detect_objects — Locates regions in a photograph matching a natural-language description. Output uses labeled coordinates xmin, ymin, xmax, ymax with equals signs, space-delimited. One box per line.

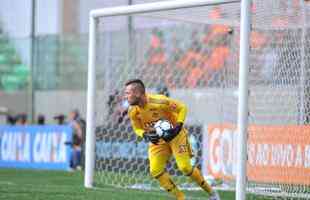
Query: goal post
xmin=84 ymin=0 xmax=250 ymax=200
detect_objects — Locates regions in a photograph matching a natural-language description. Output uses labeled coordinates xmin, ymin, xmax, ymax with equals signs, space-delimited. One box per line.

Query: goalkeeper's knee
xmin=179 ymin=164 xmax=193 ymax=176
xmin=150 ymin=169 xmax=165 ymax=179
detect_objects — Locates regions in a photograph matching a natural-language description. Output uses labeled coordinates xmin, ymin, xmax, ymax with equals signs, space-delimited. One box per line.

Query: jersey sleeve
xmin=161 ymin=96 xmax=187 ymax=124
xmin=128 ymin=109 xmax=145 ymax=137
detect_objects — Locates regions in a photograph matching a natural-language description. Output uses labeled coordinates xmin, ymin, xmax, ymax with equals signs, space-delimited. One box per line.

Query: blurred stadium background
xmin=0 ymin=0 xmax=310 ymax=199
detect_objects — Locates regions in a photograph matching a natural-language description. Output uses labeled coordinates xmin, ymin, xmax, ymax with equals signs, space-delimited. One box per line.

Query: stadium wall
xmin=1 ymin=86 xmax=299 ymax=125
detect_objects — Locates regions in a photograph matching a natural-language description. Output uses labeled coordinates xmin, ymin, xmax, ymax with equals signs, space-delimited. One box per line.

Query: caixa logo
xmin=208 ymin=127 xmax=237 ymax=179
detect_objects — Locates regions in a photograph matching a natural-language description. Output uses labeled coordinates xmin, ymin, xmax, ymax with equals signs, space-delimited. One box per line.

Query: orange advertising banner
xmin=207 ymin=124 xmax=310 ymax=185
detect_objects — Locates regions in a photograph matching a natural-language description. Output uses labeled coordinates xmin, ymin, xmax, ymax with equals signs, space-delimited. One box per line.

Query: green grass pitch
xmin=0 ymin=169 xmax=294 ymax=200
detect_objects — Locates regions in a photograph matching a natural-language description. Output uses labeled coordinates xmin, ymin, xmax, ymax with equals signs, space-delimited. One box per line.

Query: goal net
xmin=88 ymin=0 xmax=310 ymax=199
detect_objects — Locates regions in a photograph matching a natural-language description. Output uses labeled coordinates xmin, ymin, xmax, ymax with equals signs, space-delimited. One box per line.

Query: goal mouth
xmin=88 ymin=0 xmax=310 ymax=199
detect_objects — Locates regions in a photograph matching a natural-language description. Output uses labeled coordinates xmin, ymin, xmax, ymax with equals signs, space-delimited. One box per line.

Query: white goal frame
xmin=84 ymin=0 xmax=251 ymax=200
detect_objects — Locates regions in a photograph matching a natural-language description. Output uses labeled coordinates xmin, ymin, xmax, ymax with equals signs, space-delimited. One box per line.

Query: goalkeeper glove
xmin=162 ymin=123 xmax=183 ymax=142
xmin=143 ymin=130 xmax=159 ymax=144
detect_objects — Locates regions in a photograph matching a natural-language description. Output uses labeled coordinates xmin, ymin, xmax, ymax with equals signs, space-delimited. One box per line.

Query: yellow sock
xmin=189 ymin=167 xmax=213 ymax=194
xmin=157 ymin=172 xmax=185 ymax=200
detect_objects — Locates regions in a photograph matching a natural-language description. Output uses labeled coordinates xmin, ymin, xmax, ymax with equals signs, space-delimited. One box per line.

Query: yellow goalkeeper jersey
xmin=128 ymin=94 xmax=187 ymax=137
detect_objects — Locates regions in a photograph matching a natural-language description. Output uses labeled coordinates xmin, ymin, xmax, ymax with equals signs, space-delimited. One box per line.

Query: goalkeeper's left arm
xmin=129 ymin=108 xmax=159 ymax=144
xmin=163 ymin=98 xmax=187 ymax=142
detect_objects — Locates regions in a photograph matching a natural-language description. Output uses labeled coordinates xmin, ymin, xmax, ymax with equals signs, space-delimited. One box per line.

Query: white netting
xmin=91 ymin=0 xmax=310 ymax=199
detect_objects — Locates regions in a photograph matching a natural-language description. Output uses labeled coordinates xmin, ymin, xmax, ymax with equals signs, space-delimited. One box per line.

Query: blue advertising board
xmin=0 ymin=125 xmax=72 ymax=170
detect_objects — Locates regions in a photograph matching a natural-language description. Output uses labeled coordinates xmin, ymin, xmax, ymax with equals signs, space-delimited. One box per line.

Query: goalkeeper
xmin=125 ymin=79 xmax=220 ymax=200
------------
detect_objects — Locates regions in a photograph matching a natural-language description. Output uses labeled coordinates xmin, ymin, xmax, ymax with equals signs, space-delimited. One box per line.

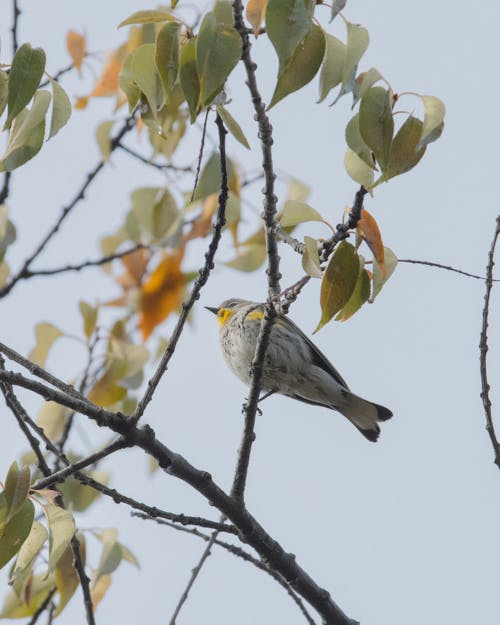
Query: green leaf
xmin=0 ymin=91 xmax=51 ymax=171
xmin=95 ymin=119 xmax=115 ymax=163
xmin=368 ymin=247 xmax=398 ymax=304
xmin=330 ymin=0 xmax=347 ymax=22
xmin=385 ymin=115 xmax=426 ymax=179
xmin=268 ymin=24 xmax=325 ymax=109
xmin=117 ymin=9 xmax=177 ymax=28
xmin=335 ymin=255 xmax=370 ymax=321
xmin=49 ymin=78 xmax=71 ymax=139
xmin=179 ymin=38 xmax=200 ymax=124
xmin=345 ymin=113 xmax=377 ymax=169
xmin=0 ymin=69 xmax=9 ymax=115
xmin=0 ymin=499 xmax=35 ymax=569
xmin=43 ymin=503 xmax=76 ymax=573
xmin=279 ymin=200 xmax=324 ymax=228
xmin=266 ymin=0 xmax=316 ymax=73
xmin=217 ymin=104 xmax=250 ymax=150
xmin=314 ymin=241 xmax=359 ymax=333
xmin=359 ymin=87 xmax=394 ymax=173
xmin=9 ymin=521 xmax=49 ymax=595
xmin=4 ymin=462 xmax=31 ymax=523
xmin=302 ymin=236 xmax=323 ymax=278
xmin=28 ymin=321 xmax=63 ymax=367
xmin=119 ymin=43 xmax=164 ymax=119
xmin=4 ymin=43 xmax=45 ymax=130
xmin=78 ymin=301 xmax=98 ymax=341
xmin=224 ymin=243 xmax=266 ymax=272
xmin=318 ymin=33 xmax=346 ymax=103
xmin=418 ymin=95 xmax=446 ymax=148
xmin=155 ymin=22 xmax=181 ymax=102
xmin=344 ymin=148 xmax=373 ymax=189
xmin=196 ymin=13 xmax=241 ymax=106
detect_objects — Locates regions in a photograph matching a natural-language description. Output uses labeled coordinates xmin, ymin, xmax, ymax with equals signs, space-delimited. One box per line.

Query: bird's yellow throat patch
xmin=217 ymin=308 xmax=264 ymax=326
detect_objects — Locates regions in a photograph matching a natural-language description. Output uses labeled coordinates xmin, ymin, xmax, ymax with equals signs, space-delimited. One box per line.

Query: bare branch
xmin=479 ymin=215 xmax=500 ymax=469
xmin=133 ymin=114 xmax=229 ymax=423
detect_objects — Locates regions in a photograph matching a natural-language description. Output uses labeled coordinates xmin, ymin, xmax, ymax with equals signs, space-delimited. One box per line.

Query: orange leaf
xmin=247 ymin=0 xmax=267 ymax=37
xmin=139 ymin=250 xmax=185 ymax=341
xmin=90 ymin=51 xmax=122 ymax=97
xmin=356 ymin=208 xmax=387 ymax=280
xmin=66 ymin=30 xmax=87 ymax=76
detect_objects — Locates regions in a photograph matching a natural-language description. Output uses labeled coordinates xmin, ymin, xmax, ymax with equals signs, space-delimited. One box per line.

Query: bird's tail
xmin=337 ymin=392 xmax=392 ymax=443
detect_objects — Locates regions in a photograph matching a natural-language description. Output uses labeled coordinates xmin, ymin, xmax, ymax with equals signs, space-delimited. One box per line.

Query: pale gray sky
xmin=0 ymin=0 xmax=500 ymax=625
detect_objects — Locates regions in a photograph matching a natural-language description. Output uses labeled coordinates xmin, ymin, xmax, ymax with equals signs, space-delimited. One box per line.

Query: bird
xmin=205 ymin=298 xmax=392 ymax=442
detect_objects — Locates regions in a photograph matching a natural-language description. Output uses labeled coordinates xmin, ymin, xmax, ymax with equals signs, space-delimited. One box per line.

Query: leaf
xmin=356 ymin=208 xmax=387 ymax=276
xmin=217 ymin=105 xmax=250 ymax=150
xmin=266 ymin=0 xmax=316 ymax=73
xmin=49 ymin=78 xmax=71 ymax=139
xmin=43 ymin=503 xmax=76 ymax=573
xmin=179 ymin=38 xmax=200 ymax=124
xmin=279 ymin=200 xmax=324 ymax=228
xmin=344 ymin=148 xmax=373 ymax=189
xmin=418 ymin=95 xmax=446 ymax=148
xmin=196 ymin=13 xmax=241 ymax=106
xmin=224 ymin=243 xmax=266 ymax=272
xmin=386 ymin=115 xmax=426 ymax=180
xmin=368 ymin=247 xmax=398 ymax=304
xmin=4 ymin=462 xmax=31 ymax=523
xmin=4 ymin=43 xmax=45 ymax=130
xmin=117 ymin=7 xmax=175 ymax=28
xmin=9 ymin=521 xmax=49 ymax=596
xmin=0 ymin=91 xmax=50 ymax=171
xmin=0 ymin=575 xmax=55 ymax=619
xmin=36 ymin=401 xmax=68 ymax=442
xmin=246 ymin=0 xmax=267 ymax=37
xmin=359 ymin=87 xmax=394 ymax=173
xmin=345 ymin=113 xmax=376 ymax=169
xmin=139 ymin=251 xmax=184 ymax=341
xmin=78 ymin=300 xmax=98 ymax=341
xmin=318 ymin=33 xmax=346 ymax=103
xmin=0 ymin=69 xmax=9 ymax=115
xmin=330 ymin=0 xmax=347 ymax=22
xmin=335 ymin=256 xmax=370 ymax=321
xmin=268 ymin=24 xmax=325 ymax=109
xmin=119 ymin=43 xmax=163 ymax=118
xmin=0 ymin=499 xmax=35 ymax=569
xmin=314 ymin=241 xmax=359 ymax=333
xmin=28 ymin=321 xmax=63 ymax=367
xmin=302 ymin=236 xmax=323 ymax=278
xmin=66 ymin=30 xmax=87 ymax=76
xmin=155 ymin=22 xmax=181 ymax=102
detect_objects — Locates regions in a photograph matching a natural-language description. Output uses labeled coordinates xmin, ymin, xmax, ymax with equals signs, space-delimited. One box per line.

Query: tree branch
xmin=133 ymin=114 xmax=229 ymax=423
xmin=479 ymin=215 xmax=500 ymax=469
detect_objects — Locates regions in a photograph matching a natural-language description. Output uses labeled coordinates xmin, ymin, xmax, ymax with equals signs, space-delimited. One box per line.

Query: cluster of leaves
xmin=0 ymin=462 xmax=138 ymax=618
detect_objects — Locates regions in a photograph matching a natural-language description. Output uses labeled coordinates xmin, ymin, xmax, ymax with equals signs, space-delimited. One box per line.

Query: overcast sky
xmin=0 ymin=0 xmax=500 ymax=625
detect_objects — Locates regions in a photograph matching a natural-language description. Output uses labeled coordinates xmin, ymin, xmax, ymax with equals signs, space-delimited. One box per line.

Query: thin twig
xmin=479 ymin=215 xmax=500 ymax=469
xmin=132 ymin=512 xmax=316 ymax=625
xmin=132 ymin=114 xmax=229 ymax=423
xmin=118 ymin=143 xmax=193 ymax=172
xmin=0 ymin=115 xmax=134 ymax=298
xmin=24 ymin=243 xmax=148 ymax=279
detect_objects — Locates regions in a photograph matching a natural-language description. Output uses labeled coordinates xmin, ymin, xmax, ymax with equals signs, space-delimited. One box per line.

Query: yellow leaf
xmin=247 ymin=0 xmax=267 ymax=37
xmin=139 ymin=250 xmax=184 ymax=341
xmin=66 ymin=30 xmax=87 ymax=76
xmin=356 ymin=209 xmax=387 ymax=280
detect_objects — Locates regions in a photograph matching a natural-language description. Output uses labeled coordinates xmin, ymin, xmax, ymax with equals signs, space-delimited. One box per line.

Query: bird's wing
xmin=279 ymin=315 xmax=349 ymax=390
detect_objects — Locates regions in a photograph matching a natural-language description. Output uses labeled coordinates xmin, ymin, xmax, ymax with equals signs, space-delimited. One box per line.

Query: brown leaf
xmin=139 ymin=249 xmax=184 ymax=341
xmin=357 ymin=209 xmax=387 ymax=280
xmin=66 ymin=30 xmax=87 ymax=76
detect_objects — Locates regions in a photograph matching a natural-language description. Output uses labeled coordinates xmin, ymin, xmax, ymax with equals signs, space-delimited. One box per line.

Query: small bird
------------
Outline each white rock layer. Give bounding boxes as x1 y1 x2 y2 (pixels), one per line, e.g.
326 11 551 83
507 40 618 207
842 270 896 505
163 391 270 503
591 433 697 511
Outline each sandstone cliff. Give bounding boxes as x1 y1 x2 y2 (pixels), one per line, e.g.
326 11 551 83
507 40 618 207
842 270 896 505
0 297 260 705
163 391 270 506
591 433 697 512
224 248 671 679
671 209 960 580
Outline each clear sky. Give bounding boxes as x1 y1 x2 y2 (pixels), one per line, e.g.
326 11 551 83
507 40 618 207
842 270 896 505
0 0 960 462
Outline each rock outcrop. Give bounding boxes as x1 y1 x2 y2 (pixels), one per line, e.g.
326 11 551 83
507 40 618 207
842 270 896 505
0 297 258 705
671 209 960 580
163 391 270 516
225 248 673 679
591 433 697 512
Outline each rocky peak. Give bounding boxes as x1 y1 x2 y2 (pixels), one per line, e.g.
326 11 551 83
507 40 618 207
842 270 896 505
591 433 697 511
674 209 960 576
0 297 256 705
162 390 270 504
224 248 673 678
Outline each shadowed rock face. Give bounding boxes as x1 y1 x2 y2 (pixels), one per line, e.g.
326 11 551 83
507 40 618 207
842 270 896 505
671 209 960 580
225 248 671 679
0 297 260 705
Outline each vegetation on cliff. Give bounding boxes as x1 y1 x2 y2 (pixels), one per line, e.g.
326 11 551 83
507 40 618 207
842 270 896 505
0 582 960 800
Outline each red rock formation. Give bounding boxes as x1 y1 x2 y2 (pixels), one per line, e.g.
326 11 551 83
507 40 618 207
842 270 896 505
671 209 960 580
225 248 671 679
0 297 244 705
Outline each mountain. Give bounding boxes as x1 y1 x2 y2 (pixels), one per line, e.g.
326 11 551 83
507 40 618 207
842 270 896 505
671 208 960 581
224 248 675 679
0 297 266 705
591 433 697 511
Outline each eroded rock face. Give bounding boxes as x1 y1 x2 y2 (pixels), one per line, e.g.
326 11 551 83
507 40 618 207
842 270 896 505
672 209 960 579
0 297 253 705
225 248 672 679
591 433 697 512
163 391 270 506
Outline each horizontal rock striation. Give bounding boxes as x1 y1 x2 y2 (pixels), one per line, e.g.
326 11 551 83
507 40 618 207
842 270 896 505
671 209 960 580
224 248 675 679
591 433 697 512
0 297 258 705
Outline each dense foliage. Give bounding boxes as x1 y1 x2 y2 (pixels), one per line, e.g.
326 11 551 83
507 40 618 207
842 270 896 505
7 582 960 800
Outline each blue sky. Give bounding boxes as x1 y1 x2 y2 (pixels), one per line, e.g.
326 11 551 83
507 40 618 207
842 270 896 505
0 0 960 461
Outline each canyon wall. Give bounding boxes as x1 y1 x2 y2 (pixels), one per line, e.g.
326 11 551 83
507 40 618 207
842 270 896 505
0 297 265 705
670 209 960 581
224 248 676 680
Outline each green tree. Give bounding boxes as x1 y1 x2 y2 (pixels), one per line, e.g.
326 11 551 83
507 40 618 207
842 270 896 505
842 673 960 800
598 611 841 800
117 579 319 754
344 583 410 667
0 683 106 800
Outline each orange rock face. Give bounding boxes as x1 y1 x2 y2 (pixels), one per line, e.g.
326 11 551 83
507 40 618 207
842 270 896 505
------------
PROBLEM TO SOLVE:
State how many of the lines above contain the word "branch", matching case exactly, and give only that number.

RESULT OF THE EXERCISE:
2